Source text »
Astronomer Abel Méndez from the Planetary Habitability Laboratory at the University of Puerto Rico has put together a Periodic Table of Exoplanets, where each of the 3700 confirmed exoplanets is slotted into its own discrete category – including planets that could harbour life.
Image: Planetary Habitability Laboratory/University of Puerto Rico at Aricebo
Since the discovery of the first exoplanet in 1992, astronomers have catalogued thousands of distant worlds. Like snowflakes, no two planets are the same, ranging in size, composition, and distance from their respective host stars. Some of these planets resemble the ones found in our own Solar System, while others are completely alien, exhibiting features typically found in tawdry, LSD-inspired science fiction novels.
To make sense of it all, Méndez has created a chart that neatly pigeon-holes each known exoplanet into one of 18 categories. Which makes sense. We’re starting to see some patterns emerging in the data such that we can brand these exoplanets as belonging to certain types, such as “warm subterrans”, “cold Neptunes” and “Hot Jovians”.

Data under study »
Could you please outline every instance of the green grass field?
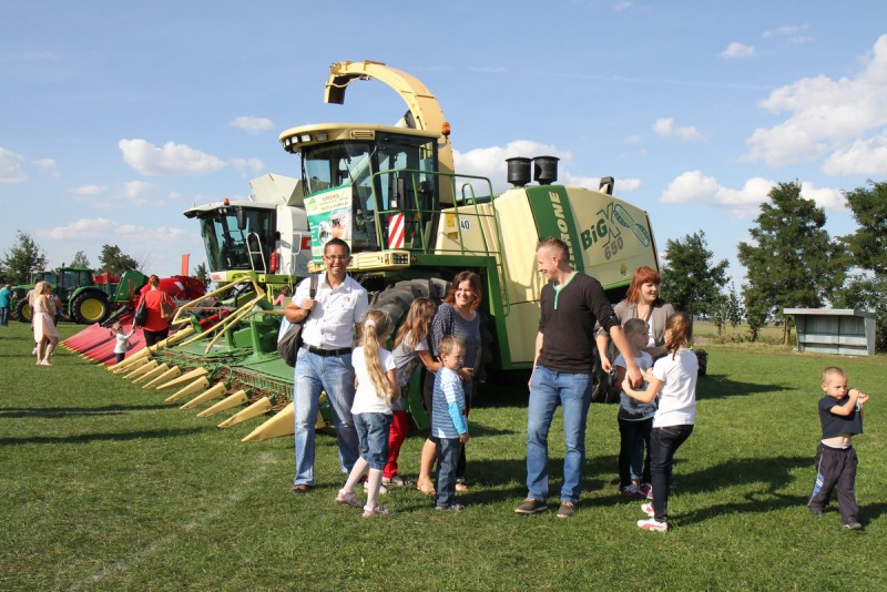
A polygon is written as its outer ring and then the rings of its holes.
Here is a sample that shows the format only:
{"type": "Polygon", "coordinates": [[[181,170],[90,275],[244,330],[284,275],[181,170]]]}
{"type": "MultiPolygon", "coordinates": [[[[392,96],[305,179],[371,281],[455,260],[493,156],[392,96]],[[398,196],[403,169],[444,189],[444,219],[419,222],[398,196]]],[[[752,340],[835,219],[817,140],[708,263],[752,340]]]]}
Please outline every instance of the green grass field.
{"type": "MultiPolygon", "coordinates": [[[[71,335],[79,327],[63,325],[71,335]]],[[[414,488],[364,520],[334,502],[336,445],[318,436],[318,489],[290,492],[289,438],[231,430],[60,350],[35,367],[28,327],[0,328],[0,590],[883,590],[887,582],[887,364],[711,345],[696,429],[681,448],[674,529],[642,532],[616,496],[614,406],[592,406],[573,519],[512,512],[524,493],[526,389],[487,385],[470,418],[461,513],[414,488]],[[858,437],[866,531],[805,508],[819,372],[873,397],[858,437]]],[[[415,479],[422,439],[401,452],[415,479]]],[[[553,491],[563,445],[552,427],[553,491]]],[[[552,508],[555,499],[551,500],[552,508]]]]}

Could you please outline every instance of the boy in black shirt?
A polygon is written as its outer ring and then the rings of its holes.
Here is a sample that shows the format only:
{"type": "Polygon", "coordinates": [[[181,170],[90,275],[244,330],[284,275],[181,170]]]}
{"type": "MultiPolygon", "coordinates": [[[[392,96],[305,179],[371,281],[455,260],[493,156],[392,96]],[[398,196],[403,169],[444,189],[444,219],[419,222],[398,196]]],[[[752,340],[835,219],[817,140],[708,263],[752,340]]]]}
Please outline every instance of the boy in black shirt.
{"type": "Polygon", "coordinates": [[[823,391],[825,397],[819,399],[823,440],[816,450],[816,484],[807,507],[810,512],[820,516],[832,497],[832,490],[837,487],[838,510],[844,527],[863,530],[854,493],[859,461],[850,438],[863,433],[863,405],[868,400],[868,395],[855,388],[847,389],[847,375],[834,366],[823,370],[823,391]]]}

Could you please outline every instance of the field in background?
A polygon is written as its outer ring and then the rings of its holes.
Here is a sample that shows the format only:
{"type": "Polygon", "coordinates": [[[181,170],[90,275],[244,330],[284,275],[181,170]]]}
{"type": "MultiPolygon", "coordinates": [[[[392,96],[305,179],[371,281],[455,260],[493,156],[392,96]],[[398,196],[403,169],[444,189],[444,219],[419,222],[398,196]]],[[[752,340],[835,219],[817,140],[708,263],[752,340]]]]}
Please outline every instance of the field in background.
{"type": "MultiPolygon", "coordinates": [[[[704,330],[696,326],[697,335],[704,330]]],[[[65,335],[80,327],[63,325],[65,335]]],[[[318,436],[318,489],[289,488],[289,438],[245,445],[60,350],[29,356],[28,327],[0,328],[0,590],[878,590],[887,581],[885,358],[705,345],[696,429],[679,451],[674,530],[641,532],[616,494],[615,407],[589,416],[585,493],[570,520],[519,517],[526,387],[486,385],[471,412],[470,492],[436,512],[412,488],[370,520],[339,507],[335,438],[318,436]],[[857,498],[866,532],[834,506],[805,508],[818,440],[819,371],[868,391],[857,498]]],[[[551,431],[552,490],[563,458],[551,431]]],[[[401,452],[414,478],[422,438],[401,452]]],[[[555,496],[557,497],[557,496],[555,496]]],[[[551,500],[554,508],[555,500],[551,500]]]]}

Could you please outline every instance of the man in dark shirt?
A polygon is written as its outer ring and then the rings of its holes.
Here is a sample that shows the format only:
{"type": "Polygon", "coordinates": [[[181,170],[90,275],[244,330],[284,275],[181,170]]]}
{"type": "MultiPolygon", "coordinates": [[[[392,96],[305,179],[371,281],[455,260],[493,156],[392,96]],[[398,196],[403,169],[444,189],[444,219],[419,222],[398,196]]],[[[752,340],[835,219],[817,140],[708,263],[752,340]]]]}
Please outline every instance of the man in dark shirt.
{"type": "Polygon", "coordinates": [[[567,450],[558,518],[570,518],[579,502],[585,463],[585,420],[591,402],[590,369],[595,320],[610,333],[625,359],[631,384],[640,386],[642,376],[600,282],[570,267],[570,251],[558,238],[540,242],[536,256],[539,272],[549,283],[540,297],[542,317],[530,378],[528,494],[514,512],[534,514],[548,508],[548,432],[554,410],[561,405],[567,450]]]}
---
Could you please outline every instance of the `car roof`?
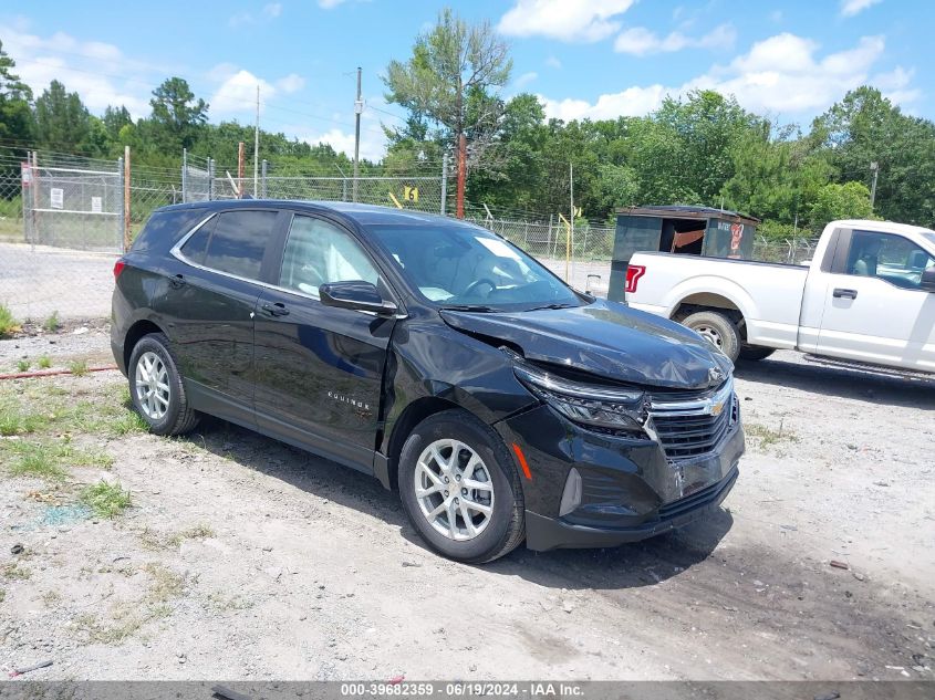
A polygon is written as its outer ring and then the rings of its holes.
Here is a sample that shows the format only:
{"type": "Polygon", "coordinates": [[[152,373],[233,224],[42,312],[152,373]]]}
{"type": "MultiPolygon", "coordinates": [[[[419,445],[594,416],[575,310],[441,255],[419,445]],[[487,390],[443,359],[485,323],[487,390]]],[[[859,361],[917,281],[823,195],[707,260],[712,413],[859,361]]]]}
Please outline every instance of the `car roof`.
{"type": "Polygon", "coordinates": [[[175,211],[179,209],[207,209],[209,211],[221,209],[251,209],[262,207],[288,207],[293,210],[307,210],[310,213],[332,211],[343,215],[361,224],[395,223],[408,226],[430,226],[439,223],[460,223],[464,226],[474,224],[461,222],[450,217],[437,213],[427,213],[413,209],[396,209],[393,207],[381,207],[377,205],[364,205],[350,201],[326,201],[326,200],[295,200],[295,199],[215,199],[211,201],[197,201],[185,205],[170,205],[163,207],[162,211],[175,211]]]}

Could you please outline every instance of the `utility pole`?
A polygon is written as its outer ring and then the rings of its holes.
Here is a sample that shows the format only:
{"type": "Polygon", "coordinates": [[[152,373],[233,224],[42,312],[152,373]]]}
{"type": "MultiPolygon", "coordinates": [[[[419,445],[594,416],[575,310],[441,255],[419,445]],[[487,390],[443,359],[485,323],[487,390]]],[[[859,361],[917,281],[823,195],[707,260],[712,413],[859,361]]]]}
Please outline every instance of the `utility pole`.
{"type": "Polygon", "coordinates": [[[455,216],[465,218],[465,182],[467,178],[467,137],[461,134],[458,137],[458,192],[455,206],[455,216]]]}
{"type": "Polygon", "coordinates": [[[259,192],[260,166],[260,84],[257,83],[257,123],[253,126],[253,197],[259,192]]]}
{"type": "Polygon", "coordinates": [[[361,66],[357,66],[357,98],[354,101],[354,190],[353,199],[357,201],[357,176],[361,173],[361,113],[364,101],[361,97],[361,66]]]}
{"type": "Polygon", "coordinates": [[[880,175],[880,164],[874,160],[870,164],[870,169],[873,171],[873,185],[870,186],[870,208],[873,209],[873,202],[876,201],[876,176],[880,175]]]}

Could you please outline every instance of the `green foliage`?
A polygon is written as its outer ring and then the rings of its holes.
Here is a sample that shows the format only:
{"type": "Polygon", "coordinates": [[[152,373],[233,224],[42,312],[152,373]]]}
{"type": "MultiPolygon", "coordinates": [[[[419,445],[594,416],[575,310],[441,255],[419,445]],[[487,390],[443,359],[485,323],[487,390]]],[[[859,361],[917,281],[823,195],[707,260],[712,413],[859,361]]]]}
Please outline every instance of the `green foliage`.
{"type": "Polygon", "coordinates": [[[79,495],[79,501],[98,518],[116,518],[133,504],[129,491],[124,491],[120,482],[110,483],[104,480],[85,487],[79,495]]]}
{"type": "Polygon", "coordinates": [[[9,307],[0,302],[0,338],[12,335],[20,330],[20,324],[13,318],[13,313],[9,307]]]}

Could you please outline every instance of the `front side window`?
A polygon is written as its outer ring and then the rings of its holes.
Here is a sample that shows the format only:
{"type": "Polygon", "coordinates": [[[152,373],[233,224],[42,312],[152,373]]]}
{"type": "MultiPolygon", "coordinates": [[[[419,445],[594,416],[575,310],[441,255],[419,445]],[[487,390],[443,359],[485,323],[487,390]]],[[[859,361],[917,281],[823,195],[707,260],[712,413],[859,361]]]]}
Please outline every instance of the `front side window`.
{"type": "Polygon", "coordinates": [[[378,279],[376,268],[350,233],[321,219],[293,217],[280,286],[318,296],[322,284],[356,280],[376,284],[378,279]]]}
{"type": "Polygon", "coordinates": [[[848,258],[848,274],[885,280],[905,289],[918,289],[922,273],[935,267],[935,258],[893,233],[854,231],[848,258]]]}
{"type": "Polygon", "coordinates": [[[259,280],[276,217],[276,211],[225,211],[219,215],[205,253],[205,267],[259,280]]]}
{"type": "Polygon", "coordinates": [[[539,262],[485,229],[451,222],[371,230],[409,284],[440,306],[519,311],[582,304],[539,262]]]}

Actions to take »
- 1) Reproduce the passage of the exoplanet article that opens with the words containing "Image: Planetary Habitability" and closes with "science fiction novels.".
- 2) Answer these questions from the exoplanet article:
(a) How many confirmed exoplanets does the Periodic Table of Exoplanets cover?
(b) In what year was the first exoplanet discovered?
(c) Into how many categories does Méndez's chart sort the known exoplanets?
- 3) Go on with the article about the Periodic Table of Exoplanets, picking up after its last sentence.

Answers given »
- 1)
Image: Planetary Habitability Laboratory/University of Puerto Rico at Aricebo
Since the discovery of the first exoplanet in 1992, astronomers have catalogued thousands of distant worlds. Like snowflakes, no two planets are the same, ranging in size, composition, and distance from their respective host stars. Some of these planets resemble the ones found in our own Solar System, while others are completely alien, exhibiting features typically found in tawdry, LSD-inspired science fiction novels.

- 2)
(a) 3700
(b) 1992
(c) 18

- 3)
At the broadest scale, Méndez distinguishes planets according to their temperature, or distance from the host star, placing worlds in one of three zones: the Hot Zone, Warm Zone or the Cold Zone. For astrobiologists, the Warm Zone is the most significant, as it represents the swath of space in a stellar system where life is likely to emerge. That said, the concept of the “habitable zone” may be a bit of a misnomer, as life may be able to emerge outside of this area, such as on moons in orbit around gas giants.
The table also organises the planets according to size, including various forms of terrestrial, rocky planets (which Méndez refers to as “terrans”), and gassy exoplanets resembling Neptune and Jupiter. Each planet has a number assigned to it, representing the number of known worlds of that type known to astronomers. So for example, we know of 599 “Hot Terrans” and 285 “Cold Jovians”. A percentage value is placed in the bottom-left corner of each box to signify the proportion of each.
Artist’s depiction of a hot Neptune-like planet in orbit around its host star. (Image: NASA/JPL-Caltech)
“We know of over 3700 planets around other stars. They are very diverse,” Méndez told Gizmodo. “We can roughly classify them by their size and temperature. Only warm planets with the right size, similar to Earth, might provide some of the conditions for extraterrestrial life.”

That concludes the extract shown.